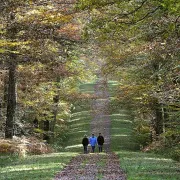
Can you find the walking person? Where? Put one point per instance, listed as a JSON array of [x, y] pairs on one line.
[[100, 141], [93, 142], [85, 143]]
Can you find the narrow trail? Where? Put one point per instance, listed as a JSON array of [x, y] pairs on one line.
[[96, 166]]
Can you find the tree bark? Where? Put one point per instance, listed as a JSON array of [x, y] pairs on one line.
[[11, 101], [55, 112]]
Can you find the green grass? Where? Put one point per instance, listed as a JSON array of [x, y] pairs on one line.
[[37, 167], [138, 165]]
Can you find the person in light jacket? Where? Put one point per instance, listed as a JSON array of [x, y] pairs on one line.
[[93, 142], [85, 143]]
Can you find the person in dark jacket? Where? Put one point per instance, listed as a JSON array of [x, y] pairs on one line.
[[85, 143], [100, 141]]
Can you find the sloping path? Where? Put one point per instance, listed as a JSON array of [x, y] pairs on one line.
[[96, 166]]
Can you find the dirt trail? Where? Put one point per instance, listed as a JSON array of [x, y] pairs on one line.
[[96, 166]]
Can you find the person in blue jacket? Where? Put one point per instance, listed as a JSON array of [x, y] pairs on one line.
[[93, 142]]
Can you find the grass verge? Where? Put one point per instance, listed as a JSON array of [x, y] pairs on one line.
[[138, 165], [34, 167]]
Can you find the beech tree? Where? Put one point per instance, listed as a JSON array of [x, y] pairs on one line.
[[139, 42]]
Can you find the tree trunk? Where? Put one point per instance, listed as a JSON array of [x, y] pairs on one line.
[[159, 120], [55, 112], [11, 101]]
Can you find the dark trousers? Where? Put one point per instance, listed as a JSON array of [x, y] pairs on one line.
[[93, 148], [100, 148], [85, 149]]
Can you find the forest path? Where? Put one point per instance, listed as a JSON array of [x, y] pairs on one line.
[[96, 166]]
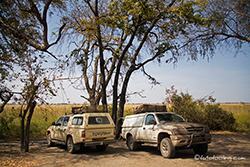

:: PROBLEM ::
Extract every line of the data above verbatim, omitting the pictures.

:: THE RESPONSE ::
Can you find the walking person? Where? Put one point per instance, listed as a JSON array of [x, y] pairs on one line.
[[100, 141], [93, 142], [85, 143]]
Can you find the narrow trail? Where? Put one point per instance, listed as a JSON array of [x, y] pairs on one line.
[[96, 166]]
Can you find the tree bark? Where? Put one point per instance, listed as a JSON array of [x, y] pairs on one line.
[[11, 101], [55, 112]]
Can you find the green grass? Where? Put one point per instance, listed as a JSON array of [x, y] pairs on one line.
[[37, 167], [138, 165]]
Can you find the person in light jacket? Where? Put one point per instance, listed as a JSON array of [x, y] pairs on one line.
[[93, 142], [85, 143]]
Can you find the person in dark jacket? Where? Put one point per instance, listed as a JSON array of [x, y] pairs on one line.
[[85, 143], [100, 141]]
Can you find the sloping path? Where? Put one point per instance, listed as a JSON array of [x, y] pairs on one line.
[[96, 166]]
Can you find the dirt trail? Where? Put one point per instance, listed as a JSON array of [x, y] pairs on one line.
[[96, 166]]
Can you find the person in blue jacket? Where? Put one point per instance, listed as a JSON array of [x, y] pairs on one line.
[[93, 142]]
Can you find the grass verge? Where? Put one point per instance, listed as a JSON array of [x, y] pairs on one line.
[[138, 165], [34, 167]]
Can you find the beech tree? Where? Put one point per instance, listed as a JSON array of [x, y] pairs on one line.
[[139, 42]]
Can you find the tree trunk? Where? Put one point per instance, listed as a JSON array of [x, y] pairs on one line.
[[159, 120], [55, 112], [11, 101]]
Can you find the dark trousers? Where? Put one point per instance, listed as a JSON array of [x, y] pairs on one line.
[[93, 148], [100, 148], [85, 149]]
Can you find the forest path? Where? Put one point per instance, listed as a JSON array of [x, y] pairs on one line.
[[96, 166]]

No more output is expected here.